[begin Data for processing]

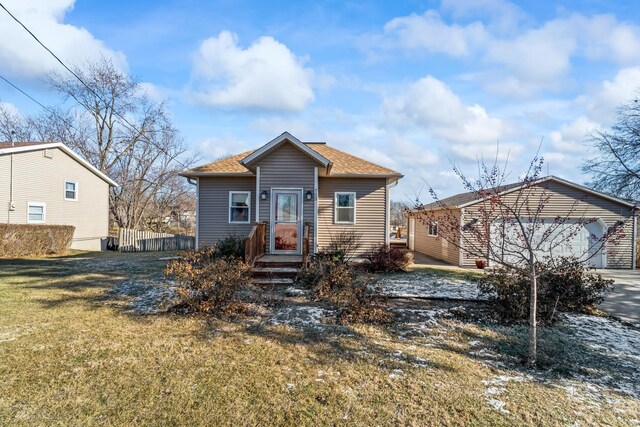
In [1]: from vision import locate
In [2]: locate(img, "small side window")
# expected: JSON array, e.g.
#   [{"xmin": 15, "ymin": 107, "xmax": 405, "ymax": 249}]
[
  {"xmin": 27, "ymin": 202, "xmax": 47, "ymax": 224},
  {"xmin": 64, "ymin": 181, "xmax": 78, "ymax": 202},
  {"xmin": 334, "ymin": 192, "xmax": 356, "ymax": 224},
  {"xmin": 429, "ymin": 222, "xmax": 438, "ymax": 236},
  {"xmin": 229, "ymin": 191, "xmax": 251, "ymax": 224}
]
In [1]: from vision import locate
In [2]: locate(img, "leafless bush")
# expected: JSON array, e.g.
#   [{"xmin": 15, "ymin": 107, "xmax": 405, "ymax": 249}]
[
  {"xmin": 324, "ymin": 230, "xmax": 362, "ymax": 260},
  {"xmin": 0, "ymin": 224, "xmax": 76, "ymax": 258},
  {"xmin": 165, "ymin": 246, "xmax": 251, "ymax": 314}
]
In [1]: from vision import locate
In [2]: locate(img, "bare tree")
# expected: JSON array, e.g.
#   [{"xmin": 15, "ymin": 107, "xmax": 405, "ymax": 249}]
[
  {"xmin": 391, "ymin": 202, "xmax": 410, "ymax": 227},
  {"xmin": 0, "ymin": 58, "xmax": 196, "ymax": 228},
  {"xmin": 418, "ymin": 152, "xmax": 624, "ymax": 367},
  {"xmin": 582, "ymin": 100, "xmax": 640, "ymax": 200}
]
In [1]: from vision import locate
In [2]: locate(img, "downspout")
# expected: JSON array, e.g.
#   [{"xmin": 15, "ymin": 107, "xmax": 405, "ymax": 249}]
[
  {"xmin": 7, "ymin": 150, "xmax": 15, "ymax": 224},
  {"xmin": 256, "ymin": 166, "xmax": 260, "ymax": 224},
  {"xmin": 631, "ymin": 206, "xmax": 638, "ymax": 270},
  {"xmin": 313, "ymin": 166, "xmax": 318, "ymax": 254},
  {"xmin": 384, "ymin": 179, "xmax": 398, "ymax": 247},
  {"xmin": 187, "ymin": 177, "xmax": 200, "ymax": 249},
  {"xmin": 458, "ymin": 208, "xmax": 464, "ymax": 267}
]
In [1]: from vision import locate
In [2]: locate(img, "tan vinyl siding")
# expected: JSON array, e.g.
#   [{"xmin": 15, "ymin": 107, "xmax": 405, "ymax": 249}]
[
  {"xmin": 198, "ymin": 176, "xmax": 256, "ymax": 245},
  {"xmin": 254, "ymin": 143, "xmax": 318, "ymax": 252},
  {"xmin": 414, "ymin": 210, "xmax": 460, "ymax": 265},
  {"xmin": 318, "ymin": 177, "xmax": 387, "ymax": 251},
  {"xmin": 463, "ymin": 181, "xmax": 633, "ymax": 268},
  {"xmin": 0, "ymin": 148, "xmax": 109, "ymax": 250}
]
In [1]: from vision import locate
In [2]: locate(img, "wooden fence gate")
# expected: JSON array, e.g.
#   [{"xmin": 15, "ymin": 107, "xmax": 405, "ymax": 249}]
[{"xmin": 118, "ymin": 228, "xmax": 196, "ymax": 252}]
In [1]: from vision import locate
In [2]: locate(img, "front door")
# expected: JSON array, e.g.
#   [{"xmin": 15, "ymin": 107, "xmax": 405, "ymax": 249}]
[
  {"xmin": 270, "ymin": 189, "xmax": 302, "ymax": 255},
  {"xmin": 408, "ymin": 218, "xmax": 416, "ymax": 251}
]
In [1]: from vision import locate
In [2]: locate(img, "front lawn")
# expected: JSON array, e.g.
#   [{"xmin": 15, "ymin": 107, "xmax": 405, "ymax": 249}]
[{"xmin": 0, "ymin": 253, "xmax": 640, "ymax": 426}]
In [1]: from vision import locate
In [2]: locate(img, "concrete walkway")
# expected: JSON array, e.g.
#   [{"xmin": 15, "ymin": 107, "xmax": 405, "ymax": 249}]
[
  {"xmin": 410, "ymin": 252, "xmax": 640, "ymax": 327},
  {"xmin": 597, "ymin": 270, "xmax": 640, "ymax": 326}
]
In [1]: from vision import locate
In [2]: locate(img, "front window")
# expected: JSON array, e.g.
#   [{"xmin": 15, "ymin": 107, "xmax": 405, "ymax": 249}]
[
  {"xmin": 64, "ymin": 181, "xmax": 78, "ymax": 200},
  {"xmin": 429, "ymin": 222, "xmax": 438, "ymax": 236},
  {"xmin": 334, "ymin": 193, "xmax": 356, "ymax": 224},
  {"xmin": 229, "ymin": 191, "xmax": 251, "ymax": 224},
  {"xmin": 27, "ymin": 202, "xmax": 46, "ymax": 224}
]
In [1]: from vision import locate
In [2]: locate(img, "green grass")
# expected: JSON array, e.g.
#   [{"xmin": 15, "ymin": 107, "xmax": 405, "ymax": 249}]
[{"xmin": 0, "ymin": 253, "xmax": 640, "ymax": 426}]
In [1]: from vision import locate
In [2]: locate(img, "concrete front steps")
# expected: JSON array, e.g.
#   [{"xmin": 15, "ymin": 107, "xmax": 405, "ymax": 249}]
[{"xmin": 251, "ymin": 255, "xmax": 302, "ymax": 286}]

[end Data for processing]

**Aim of the exercise**
Identify and copy every line in the records above that contains the word "window". Case counts.

**The result**
In [2]: locate(img, "small side window")
In [2]: locate(img, "front window")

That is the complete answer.